Every line from the one with "Every instance of the green wooden" through the final line must be written out exactly, and no other line; omit the pictures.

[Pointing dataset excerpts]
<<<<

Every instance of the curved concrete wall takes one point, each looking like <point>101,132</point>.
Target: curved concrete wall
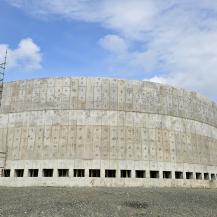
<point>98,123</point>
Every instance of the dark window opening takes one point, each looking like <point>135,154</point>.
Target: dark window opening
<point>189,175</point>
<point>154,174</point>
<point>198,175</point>
<point>94,173</point>
<point>178,175</point>
<point>125,173</point>
<point>167,174</point>
<point>63,172</point>
<point>19,172</point>
<point>206,176</point>
<point>140,173</point>
<point>48,172</point>
<point>79,172</point>
<point>6,173</point>
<point>213,177</point>
<point>33,172</point>
<point>110,173</point>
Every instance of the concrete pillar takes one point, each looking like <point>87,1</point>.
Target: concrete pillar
<point>160,174</point>
<point>184,175</point>
<point>86,173</point>
<point>40,173</point>
<point>133,173</point>
<point>55,173</point>
<point>118,173</point>
<point>147,173</point>
<point>26,173</point>
<point>102,173</point>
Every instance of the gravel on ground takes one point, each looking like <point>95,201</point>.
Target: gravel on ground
<point>107,202</point>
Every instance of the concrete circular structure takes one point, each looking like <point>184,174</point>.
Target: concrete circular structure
<point>79,131</point>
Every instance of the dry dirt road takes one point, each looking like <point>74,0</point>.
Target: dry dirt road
<point>107,202</point>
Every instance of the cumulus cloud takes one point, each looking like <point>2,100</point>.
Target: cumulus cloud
<point>26,57</point>
<point>114,43</point>
<point>168,41</point>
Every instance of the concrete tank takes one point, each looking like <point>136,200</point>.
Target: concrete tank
<point>79,131</point>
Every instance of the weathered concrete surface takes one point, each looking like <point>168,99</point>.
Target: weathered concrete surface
<point>96,123</point>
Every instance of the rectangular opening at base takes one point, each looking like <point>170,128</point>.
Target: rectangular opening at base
<point>63,173</point>
<point>47,172</point>
<point>33,172</point>
<point>189,175</point>
<point>79,172</point>
<point>19,172</point>
<point>199,176</point>
<point>6,172</point>
<point>140,173</point>
<point>125,173</point>
<point>94,173</point>
<point>178,175</point>
<point>110,173</point>
<point>206,176</point>
<point>167,174</point>
<point>154,174</point>
<point>213,177</point>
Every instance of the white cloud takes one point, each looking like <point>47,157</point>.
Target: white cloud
<point>114,43</point>
<point>171,41</point>
<point>26,57</point>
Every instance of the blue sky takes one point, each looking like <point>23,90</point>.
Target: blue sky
<point>171,41</point>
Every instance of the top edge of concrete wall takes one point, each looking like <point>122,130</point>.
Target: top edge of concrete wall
<point>198,95</point>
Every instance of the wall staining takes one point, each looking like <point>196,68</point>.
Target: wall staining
<point>122,124</point>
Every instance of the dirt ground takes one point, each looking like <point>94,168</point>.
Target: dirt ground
<point>107,202</point>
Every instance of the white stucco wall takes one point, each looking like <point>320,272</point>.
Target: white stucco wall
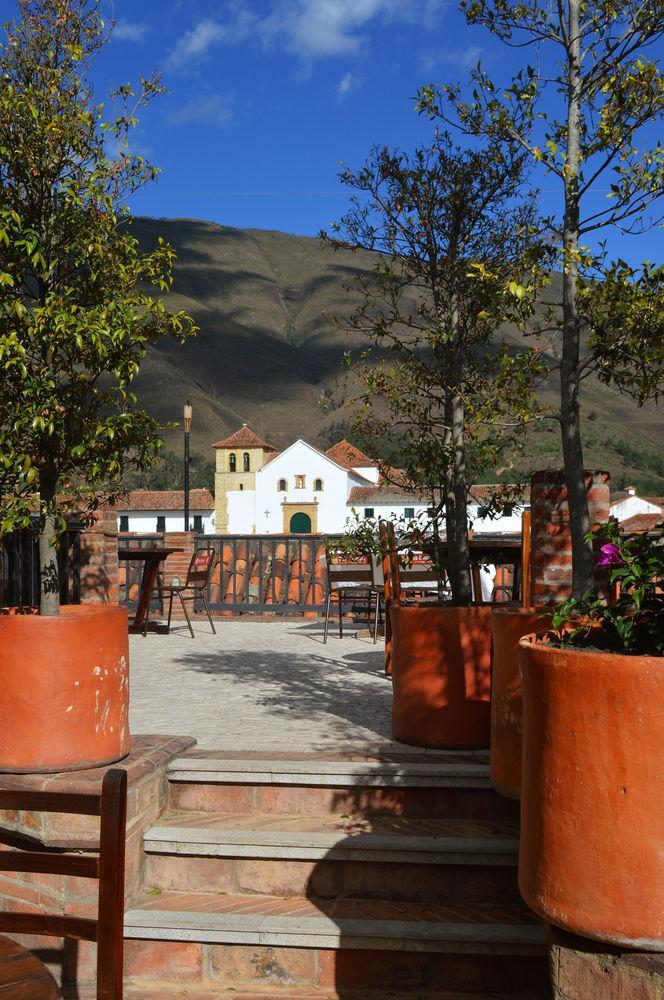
<point>508,524</point>
<point>632,505</point>
<point>302,460</point>
<point>241,512</point>
<point>145,521</point>
<point>369,472</point>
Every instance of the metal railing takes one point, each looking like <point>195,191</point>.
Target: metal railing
<point>19,567</point>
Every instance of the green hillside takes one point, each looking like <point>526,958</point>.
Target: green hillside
<point>269,350</point>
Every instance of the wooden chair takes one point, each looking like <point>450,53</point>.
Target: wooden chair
<point>107,930</point>
<point>198,577</point>
<point>345,577</point>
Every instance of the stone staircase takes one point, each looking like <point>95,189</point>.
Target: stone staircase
<point>333,876</point>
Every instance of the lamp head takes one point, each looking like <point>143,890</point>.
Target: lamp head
<point>187,411</point>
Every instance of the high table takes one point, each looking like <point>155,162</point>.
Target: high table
<point>151,559</point>
<point>22,974</point>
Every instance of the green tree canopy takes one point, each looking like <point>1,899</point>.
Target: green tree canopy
<point>455,260</point>
<point>78,299</point>
<point>594,62</point>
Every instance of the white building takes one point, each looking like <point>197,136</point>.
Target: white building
<point>155,511</point>
<point>626,504</point>
<point>302,490</point>
<point>392,503</point>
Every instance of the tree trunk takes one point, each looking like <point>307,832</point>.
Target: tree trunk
<point>462,595</point>
<point>49,577</point>
<point>450,505</point>
<point>582,554</point>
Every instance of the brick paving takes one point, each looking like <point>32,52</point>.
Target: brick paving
<point>261,685</point>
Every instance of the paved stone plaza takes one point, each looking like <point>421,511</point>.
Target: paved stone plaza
<point>258,685</point>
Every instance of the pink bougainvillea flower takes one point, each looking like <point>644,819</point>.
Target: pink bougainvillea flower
<point>609,555</point>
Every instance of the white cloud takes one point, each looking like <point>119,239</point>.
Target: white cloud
<point>213,110</point>
<point>346,85</point>
<point>196,43</point>
<point>312,29</point>
<point>129,31</point>
<point>318,28</point>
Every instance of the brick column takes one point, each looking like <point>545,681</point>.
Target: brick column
<point>99,559</point>
<point>588,970</point>
<point>551,540</point>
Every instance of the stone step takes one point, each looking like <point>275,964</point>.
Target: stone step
<point>342,945</point>
<point>416,784</point>
<point>401,859</point>
<point>165,991</point>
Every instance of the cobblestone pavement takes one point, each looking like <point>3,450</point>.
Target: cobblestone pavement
<point>259,685</point>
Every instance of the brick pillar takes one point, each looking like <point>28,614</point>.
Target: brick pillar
<point>588,970</point>
<point>551,540</point>
<point>99,559</point>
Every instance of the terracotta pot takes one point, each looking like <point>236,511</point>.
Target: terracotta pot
<point>64,690</point>
<point>508,626</point>
<point>441,669</point>
<point>592,807</point>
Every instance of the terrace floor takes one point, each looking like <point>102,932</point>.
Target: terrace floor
<point>262,685</point>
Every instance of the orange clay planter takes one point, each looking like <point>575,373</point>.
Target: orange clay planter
<point>508,626</point>
<point>64,689</point>
<point>441,672</point>
<point>592,799</point>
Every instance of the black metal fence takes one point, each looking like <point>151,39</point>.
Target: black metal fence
<point>19,567</point>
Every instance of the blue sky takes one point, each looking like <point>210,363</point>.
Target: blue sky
<point>268,98</point>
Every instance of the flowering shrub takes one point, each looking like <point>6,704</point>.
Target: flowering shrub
<point>633,623</point>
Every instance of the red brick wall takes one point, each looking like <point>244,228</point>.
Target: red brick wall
<point>99,559</point>
<point>551,542</point>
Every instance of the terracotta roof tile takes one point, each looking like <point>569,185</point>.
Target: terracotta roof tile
<point>166,500</point>
<point>347,455</point>
<point>244,438</point>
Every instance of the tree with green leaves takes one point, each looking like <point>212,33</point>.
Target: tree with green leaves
<point>455,261</point>
<point>582,110</point>
<point>76,313</point>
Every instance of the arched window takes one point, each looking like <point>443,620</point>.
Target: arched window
<point>300,524</point>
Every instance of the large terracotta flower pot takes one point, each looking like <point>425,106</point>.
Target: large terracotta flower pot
<point>508,626</point>
<point>441,672</point>
<point>64,689</point>
<point>592,794</point>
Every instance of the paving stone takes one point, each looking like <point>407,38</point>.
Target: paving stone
<point>256,685</point>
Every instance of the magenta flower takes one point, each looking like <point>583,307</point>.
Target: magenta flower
<point>609,556</point>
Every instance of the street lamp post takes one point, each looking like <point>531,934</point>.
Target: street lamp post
<point>187,429</point>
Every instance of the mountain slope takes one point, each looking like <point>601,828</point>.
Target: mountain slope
<point>269,348</point>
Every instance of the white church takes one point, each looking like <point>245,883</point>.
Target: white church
<point>303,490</point>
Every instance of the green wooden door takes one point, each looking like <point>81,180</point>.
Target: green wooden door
<point>300,524</point>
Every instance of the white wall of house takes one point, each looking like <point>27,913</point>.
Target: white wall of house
<point>384,512</point>
<point>632,505</point>
<point>241,512</point>
<point>145,521</point>
<point>506,524</point>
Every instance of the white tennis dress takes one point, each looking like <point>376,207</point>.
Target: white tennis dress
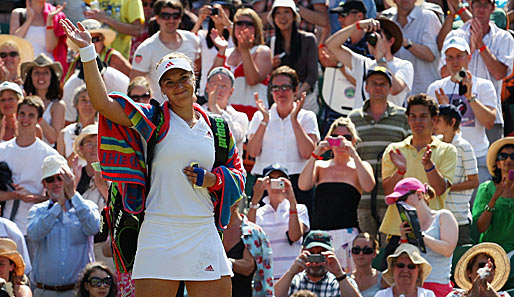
<point>178,239</point>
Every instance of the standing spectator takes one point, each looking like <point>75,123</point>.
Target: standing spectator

>>>>

OUTPUT FOR THIS EXERCISE —
Every instance of the green wooden door takes one point, each looking like <point>81,180</point>.
Target: green wooden door
<point>300,524</point>
Every instance of the white wall of house takes one point, each looking like <point>27,913</point>.
Target: white wall of house
<point>384,512</point>
<point>632,505</point>
<point>241,512</point>
<point>145,521</point>
<point>506,524</point>
Every instance of the white tennis dress takes one point, each looking like <point>376,207</point>.
Target: white tennis dress
<point>178,239</point>
Every instance of the standing spectator takes one point, each looking like <point>75,123</point>.
Target: standing spectator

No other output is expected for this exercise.